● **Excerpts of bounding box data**
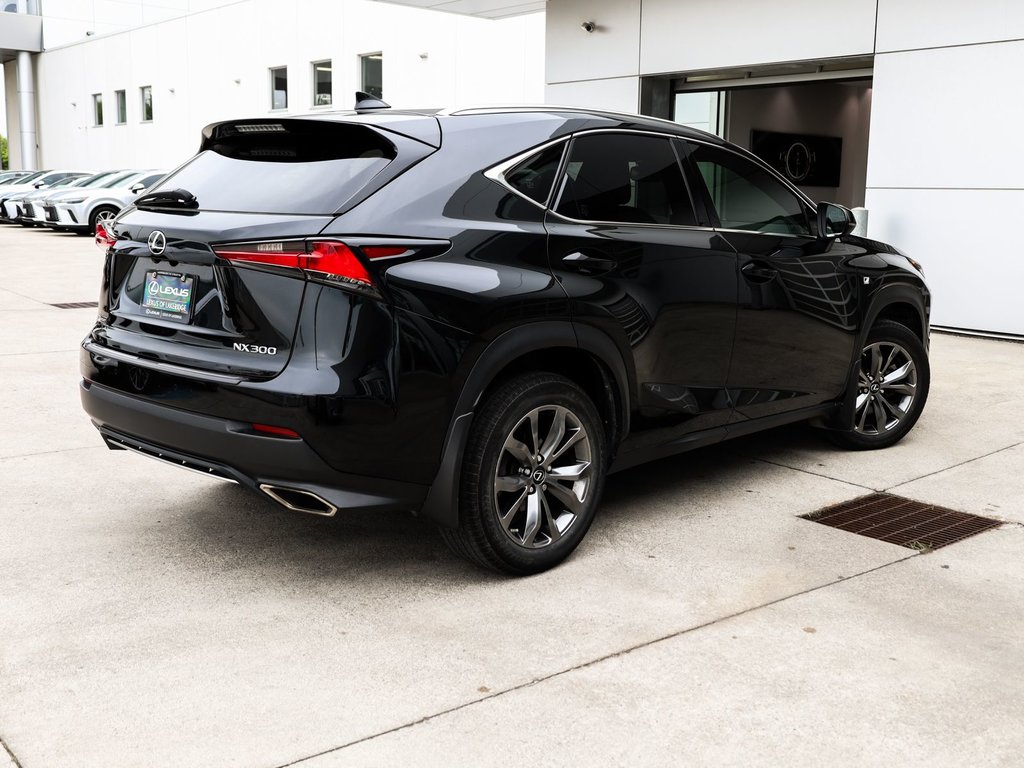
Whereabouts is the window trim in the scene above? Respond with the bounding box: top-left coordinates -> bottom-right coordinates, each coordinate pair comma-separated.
138,85 -> 156,123
92,92 -> 103,128
266,65 -> 288,114
309,58 -> 334,110
114,88 -> 128,125
483,128 -> 817,240
483,134 -> 572,211
357,50 -> 384,98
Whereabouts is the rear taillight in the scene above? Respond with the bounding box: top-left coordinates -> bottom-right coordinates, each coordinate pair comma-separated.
96,221 -> 118,251
252,424 -> 301,440
214,240 -> 377,295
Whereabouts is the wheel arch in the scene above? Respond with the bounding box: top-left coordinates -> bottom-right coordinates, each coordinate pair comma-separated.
420,322 -> 631,527
824,284 -> 929,430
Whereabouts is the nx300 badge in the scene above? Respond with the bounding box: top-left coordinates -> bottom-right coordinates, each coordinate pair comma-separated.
234,342 -> 278,354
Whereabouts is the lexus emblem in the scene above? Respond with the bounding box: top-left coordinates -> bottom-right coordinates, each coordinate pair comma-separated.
146,229 -> 167,256
128,366 -> 150,392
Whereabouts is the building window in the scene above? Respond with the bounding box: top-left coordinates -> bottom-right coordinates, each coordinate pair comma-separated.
138,85 -> 153,123
359,53 -> 384,98
313,59 -> 334,106
672,91 -> 726,138
270,67 -> 288,110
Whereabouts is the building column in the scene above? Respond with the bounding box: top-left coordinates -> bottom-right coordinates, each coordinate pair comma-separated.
17,51 -> 36,171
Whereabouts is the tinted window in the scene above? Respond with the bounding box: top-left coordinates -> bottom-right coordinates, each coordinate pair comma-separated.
505,143 -> 565,205
691,144 -> 811,234
154,120 -> 395,214
557,133 -> 695,225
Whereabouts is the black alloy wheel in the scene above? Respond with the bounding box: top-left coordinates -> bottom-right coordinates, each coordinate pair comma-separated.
441,373 -> 605,574
831,321 -> 931,451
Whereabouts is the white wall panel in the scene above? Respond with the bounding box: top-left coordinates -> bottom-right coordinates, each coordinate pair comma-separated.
544,77 -> 640,113
867,189 -> 1024,335
877,0 -> 1024,52
638,0 -> 876,75
29,0 -> 544,169
867,42 -> 1024,188
545,0 -> 640,83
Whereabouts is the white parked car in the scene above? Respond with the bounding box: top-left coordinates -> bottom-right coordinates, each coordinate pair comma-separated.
0,172 -> 91,226
43,170 -> 167,234
0,171 -> 88,221
30,168 -> 136,226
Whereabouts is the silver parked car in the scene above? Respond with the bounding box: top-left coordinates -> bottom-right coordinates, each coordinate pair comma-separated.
44,170 -> 167,234
33,168 -> 136,228
3,173 -> 90,226
0,171 -> 89,221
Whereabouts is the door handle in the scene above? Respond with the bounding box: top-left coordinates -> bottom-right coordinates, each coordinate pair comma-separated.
739,261 -> 778,283
562,251 -> 618,274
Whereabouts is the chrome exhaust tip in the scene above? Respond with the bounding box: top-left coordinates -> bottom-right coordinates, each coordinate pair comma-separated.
259,483 -> 338,517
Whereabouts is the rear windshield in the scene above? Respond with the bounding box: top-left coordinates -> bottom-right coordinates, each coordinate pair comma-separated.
151,120 -> 395,214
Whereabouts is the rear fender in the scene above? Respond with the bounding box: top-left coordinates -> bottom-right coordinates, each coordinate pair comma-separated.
420,322 -> 630,527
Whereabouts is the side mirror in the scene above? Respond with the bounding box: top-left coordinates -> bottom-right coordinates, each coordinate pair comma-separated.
818,203 -> 857,240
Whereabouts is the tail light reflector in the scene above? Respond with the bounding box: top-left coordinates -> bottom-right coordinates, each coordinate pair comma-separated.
214,240 -> 376,293
252,424 -> 301,440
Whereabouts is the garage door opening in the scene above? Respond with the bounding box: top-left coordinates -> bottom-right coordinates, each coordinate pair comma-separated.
655,59 -> 871,208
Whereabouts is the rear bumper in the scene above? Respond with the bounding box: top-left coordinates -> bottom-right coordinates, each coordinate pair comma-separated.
80,381 -> 427,518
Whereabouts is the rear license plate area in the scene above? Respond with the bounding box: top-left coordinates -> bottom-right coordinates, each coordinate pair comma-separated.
140,270 -> 196,323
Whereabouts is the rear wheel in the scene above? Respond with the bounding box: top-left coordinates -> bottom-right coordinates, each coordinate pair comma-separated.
441,373 -> 605,574
830,321 -> 931,451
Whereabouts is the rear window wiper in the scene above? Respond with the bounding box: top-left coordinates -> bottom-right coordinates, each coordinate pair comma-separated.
135,189 -> 199,211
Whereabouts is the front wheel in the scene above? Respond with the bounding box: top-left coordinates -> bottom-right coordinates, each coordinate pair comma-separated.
86,206 -> 118,234
830,321 -> 931,451
441,373 -> 605,574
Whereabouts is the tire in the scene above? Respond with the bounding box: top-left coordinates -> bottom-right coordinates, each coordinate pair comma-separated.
441,373 -> 606,575
85,206 -> 119,236
829,321 -> 931,451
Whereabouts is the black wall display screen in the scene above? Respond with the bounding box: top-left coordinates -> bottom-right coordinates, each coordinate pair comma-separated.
751,131 -> 843,186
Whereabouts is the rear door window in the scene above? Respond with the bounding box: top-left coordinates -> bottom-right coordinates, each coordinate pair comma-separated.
153,120 -> 396,215
556,133 -> 696,225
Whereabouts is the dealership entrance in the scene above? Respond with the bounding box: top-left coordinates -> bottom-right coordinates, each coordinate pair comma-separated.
648,58 -> 871,208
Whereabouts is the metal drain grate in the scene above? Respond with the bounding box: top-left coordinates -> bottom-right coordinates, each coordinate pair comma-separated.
50,301 -> 99,309
803,494 -> 1002,550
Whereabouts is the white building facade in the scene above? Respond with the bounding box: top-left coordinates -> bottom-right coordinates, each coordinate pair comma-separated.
0,0 -> 544,170
0,0 -> 1024,336
395,0 -> 1024,336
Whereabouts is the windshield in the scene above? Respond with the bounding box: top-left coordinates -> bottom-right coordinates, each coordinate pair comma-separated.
75,171 -> 125,186
49,176 -> 82,189
103,171 -> 142,189
14,171 -> 50,184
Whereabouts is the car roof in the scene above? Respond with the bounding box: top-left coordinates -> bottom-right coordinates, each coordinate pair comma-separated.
203,104 -> 726,152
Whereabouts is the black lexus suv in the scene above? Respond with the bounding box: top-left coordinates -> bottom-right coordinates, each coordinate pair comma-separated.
81,108 -> 930,573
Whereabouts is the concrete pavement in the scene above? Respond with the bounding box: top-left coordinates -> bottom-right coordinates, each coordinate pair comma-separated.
0,225 -> 1024,768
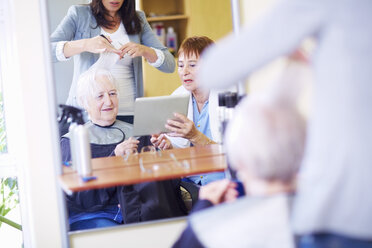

● **Task**
In the records, take the part that opens with the line containing "Whereabouts is the black wall" and closes with the line containing "751,131 -> 843,186". Rewrite only that part with "display screen" swapped for "monitor" and everything else left as it is.

● **Written response**
Whereabouts is the black wall monitor in the scene above? Respond with the bounding box: top-left coordinates -> bottom-right coordinates, each coordinate pair comma-separated.
751,131 -> 843,186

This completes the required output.